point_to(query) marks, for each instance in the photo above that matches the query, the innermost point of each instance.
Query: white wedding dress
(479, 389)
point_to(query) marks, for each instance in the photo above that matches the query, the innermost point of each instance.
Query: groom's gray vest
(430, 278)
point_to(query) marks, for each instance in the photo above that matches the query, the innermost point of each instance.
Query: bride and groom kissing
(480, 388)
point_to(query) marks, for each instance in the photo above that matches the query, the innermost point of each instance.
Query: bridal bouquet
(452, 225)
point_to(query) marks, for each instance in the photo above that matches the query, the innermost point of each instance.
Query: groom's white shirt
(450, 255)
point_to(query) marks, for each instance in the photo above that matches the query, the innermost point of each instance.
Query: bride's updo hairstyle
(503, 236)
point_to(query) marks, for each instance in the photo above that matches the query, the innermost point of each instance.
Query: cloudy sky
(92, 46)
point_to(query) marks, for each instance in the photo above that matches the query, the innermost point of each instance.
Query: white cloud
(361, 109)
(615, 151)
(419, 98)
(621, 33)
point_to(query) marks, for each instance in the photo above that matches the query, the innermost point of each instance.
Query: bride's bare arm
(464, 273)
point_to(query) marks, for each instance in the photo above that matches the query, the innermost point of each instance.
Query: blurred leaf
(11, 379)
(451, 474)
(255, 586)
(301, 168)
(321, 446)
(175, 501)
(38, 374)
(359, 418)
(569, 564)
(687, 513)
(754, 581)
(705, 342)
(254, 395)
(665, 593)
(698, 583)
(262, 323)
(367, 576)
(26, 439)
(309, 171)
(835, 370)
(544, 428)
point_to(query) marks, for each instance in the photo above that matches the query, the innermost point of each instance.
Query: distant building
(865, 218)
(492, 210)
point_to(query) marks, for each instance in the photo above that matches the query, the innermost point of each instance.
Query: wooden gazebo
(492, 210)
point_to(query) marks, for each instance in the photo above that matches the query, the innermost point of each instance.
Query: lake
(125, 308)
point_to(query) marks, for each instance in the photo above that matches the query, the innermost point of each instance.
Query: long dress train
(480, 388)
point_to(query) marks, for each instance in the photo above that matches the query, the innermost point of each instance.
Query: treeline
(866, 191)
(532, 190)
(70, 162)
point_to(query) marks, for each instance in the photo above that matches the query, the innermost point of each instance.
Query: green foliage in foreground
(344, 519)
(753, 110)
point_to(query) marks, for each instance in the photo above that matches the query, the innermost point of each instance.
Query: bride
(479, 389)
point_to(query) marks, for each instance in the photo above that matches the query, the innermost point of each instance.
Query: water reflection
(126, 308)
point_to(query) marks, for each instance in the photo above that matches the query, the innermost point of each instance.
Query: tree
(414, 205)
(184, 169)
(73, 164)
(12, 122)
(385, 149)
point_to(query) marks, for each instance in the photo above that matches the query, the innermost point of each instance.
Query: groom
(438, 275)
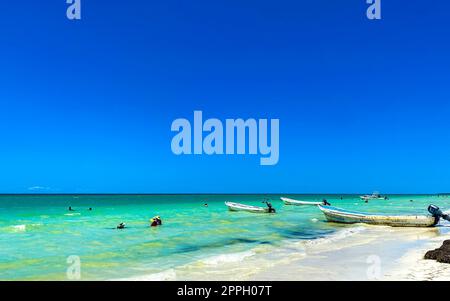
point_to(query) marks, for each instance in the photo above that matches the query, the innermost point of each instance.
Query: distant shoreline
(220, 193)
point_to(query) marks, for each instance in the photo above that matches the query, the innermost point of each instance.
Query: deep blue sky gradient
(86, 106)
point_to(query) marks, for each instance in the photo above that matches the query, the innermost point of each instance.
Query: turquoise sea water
...
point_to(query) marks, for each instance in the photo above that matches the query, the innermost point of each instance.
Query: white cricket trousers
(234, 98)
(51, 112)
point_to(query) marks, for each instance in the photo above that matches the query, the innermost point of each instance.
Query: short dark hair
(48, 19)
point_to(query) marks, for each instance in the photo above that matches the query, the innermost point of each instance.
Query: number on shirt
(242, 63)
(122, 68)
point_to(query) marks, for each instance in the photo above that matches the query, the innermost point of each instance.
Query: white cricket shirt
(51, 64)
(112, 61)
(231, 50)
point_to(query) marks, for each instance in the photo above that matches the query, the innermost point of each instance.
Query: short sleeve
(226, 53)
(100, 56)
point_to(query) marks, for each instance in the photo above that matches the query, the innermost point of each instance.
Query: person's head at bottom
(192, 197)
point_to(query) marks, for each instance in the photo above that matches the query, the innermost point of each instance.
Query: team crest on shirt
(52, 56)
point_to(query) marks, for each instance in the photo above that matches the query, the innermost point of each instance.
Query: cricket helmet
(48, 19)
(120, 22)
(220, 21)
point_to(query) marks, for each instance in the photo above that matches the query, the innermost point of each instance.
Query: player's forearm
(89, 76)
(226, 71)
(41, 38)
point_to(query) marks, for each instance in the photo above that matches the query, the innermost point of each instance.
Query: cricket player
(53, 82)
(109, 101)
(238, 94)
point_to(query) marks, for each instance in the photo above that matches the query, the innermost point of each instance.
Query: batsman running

= Aim of the task =
Please print the lines above word for word, starting at the one with "Query: green foliage in foreground" and ending at the one with "Query: turquoise sea water", both included, and without any picture.

= Expected answer =
Query: green foliage in foreground
(344, 519)
(753, 110)
point_to(query) marks, for each instance in the photo above that matches the query, the innermost point of each instance.
Query: bride
(479, 389)
point_to(query) marks, for each instance in the photo above that matches the query, the innermost point of each instance.
Query: water reflection
(126, 308)
point_to(query) marks, for each instance in the photo above that matches the query, the innermost point of each instance.
Query: tree
(414, 205)
(184, 169)
(73, 164)
(12, 122)
(385, 149)
point_to(query) marks, for each instance in the photo above that matches the query, the innermost point of each instance.
Query: groom
(438, 275)
point_to(query) marks, for each instance in the photo above that matches the query, the innermost point of each instance.
Query: distant shoreline
(220, 193)
point_to(query) marks, for each instance in the photo above that matches the query, the innermost point of each instance.
Query: deep blue sky gradient
(86, 106)
point_to(query) marks, for each instance in the photo above that matches the query, the innermost point of each instance.
Query: turquoise sea water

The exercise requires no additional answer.